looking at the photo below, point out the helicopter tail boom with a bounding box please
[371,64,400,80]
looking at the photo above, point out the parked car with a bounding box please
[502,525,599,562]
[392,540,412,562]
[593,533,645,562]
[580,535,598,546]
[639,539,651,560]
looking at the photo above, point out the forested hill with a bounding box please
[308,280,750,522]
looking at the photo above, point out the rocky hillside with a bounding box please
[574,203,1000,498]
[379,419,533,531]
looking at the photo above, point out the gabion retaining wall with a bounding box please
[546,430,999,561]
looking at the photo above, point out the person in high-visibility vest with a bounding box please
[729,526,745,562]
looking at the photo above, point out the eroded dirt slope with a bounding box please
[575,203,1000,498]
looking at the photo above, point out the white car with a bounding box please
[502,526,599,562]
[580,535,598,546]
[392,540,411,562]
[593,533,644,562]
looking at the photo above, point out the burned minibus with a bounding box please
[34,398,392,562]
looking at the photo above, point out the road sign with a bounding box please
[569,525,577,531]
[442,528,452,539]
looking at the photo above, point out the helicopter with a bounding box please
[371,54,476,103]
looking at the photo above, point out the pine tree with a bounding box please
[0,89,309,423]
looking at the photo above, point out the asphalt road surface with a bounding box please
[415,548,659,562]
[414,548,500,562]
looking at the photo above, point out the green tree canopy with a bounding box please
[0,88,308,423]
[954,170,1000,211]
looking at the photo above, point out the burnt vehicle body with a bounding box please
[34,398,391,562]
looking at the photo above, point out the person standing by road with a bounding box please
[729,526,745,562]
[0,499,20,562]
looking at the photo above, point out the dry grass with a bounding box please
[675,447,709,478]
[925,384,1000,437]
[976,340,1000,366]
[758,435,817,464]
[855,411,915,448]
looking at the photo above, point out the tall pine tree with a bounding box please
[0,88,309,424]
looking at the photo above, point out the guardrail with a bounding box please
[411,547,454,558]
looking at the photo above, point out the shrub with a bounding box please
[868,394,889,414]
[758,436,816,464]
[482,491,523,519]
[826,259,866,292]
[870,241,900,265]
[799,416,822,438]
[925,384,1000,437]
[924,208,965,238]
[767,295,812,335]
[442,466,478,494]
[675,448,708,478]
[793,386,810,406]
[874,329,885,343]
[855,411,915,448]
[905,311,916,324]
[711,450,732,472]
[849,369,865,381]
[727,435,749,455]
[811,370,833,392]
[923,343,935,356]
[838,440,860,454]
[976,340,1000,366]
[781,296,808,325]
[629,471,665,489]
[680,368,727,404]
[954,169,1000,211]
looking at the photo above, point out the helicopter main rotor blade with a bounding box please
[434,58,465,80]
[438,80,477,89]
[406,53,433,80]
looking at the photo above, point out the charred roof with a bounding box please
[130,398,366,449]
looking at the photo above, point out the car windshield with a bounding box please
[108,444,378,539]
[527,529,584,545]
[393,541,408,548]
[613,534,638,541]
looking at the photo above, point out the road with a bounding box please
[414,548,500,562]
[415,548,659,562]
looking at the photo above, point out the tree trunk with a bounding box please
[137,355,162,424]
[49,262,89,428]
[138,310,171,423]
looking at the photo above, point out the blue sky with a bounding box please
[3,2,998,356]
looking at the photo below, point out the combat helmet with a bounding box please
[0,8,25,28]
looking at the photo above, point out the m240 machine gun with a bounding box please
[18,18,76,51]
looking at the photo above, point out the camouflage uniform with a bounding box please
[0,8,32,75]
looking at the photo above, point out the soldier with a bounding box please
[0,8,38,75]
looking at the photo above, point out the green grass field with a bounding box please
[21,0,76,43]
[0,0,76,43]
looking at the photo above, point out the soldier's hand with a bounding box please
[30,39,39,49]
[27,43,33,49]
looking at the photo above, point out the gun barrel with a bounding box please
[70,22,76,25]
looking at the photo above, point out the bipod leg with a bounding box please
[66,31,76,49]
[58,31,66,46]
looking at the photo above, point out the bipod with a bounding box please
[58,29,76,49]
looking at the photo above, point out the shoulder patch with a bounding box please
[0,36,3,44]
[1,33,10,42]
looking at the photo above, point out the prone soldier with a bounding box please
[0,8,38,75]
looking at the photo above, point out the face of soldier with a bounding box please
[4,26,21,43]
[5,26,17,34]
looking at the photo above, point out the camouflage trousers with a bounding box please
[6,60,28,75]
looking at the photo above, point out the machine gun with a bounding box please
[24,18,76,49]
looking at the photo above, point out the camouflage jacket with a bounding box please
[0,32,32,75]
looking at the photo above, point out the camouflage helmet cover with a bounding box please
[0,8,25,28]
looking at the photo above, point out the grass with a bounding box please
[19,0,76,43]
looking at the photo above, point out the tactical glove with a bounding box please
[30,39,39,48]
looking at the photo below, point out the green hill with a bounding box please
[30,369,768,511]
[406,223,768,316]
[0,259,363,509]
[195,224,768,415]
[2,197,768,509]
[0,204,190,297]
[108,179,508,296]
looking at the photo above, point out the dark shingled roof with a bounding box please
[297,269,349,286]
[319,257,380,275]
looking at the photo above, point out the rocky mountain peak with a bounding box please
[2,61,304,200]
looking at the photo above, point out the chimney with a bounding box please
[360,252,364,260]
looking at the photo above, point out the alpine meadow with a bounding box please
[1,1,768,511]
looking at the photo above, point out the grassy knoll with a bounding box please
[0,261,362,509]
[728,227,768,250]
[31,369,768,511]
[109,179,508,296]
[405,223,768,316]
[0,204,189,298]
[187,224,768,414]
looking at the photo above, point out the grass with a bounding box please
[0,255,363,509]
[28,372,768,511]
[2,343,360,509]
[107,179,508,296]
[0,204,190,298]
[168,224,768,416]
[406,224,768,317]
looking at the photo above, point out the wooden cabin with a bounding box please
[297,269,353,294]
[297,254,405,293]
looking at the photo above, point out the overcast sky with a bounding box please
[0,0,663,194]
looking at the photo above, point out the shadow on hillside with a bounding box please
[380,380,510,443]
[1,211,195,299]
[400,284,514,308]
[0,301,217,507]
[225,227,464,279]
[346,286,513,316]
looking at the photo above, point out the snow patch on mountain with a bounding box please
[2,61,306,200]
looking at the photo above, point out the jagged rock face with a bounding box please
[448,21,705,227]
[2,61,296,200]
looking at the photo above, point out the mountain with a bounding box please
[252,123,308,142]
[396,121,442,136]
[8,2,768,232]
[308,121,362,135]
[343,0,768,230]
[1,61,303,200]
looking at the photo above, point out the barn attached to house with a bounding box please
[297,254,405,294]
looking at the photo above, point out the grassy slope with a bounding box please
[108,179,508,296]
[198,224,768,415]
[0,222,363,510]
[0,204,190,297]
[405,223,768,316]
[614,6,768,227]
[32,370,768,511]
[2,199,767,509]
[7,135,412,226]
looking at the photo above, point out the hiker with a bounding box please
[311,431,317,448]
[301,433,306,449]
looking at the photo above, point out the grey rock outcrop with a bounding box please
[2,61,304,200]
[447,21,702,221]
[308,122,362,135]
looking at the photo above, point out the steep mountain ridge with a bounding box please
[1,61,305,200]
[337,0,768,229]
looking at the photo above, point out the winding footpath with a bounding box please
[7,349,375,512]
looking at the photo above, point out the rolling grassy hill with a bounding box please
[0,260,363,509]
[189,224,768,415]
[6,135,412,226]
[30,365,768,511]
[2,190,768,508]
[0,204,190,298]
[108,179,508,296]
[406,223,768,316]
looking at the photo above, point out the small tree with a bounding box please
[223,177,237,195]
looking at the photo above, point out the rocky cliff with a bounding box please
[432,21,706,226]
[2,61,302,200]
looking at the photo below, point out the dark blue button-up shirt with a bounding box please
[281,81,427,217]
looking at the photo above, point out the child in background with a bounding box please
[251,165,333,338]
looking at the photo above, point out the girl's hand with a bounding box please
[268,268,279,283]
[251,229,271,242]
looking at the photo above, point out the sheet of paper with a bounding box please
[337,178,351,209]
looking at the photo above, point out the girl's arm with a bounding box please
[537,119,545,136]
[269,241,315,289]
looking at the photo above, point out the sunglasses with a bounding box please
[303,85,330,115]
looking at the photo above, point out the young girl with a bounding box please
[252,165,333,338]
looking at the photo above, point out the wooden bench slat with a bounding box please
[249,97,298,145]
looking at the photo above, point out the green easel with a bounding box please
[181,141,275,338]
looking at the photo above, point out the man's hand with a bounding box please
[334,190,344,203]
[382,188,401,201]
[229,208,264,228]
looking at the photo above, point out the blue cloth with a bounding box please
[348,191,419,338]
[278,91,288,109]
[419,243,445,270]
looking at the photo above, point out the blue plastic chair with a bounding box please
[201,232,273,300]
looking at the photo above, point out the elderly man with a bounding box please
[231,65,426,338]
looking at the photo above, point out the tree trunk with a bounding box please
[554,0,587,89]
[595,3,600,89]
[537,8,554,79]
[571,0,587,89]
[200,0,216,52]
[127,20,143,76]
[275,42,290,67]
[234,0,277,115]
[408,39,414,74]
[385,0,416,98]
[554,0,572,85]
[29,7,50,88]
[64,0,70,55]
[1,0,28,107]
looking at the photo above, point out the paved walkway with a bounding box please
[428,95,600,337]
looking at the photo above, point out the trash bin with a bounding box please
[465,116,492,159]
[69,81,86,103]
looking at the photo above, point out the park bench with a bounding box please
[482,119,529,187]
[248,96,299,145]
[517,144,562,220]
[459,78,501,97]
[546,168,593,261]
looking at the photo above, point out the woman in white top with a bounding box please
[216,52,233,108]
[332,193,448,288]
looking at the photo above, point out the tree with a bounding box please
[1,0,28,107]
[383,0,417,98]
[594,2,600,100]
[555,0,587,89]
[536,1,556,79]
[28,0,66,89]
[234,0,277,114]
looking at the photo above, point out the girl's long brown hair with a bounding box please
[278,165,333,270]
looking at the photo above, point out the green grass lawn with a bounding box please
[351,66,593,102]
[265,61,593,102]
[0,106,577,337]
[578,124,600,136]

══════════

# [TASK GOAL]
Copy out exactly the lines between the line with "looking at the photo above, point out the green easel" and the last line of the entries, counting both of those lines.

# [ANSWER BOX]
looking at the photo above, point out the green easel with a bounding box please
[181,141,275,338]
looking at the photo above, point out the man's hand with a bounding box please
[334,190,344,203]
[382,188,401,201]
[229,208,264,228]
looking at the photo above, point out the blue cloth with a bounding box please
[348,191,419,338]
[278,91,288,109]
[419,243,445,270]
looking at the photo above, point out the blue plastic chair with a bounding box please
[201,232,273,300]
looking at the photo above, point out the elderly man with a bounding box please
[231,65,426,338]
looking at the photo above, point out the tree trunk with a bounding box please
[554,0,587,89]
[595,3,600,89]
[537,8,554,79]
[571,0,587,89]
[200,0,216,52]
[127,20,143,76]
[275,42,290,67]
[234,0,277,115]
[408,39,414,74]
[385,0,416,98]
[554,0,572,85]
[29,7,50,88]
[64,0,70,55]
[1,0,28,107]
looking at the photo above, point out the paved walkway with a bounding box please
[428,95,600,337]
looking at the photo above, point out the trash bin with a bounding box please
[465,116,492,159]
[69,81,86,103]
looking at the photo above, point out the park bench with a bounding box please
[482,119,529,187]
[248,96,299,145]
[517,144,562,220]
[459,78,501,97]
[546,168,593,261]
looking at the photo above, point out the woman in white top with a bounding box please
[216,52,233,108]
[332,193,448,288]
looking at the photo above, point out the tree with a bounding box please
[1,0,28,107]
[383,0,417,98]
[594,2,600,100]
[555,0,587,89]
[536,1,556,79]
[28,0,66,89]
[234,0,277,114]
looking at the photo above, point out the girl's long brown hair with a bounding box please
[278,165,333,270]
looking at the photo above, point out the green grass lawn with a bounding box please
[351,66,593,102]
[265,61,593,102]
[0,106,577,337]
[578,124,600,136]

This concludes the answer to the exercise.